**TASK TO COMPLETE:**
Please quote only the lines that start at the one with "Where can the snowman" and go on to the last line of the data, both ends kept.

[[ GIVEN ENTRIES open ]]

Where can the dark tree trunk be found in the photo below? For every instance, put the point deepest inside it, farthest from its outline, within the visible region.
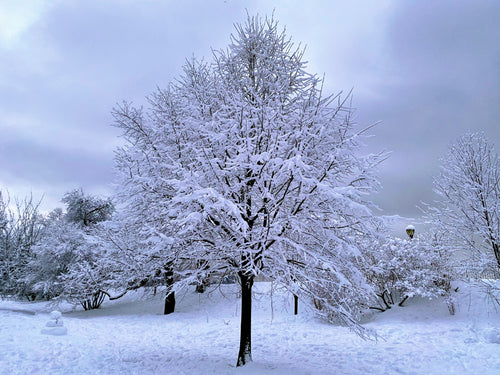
(169, 303)
(245, 354)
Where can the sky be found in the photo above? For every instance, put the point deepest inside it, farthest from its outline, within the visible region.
(425, 71)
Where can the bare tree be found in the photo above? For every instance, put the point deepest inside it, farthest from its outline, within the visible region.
(243, 167)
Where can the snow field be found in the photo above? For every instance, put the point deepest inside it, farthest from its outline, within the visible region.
(130, 336)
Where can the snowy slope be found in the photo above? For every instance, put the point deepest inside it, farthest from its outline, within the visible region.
(130, 336)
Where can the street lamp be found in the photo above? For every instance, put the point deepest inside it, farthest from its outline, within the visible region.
(410, 231)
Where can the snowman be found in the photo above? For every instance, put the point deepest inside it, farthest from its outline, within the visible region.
(55, 325)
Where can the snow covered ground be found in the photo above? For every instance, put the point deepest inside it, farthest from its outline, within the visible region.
(131, 336)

[[ GIVEN ENTRIES closed ]]

**ANSWER SPACE:**
Where can the snowman be found in the photo above? For every instance, put the point deepest inside it, farthest from its outline, within the visible region.
(55, 325)
Where can the snow covered ground be found in the photo above? For every instance, put the point deepest inside it, farthest from its outline, within the visible region.
(131, 336)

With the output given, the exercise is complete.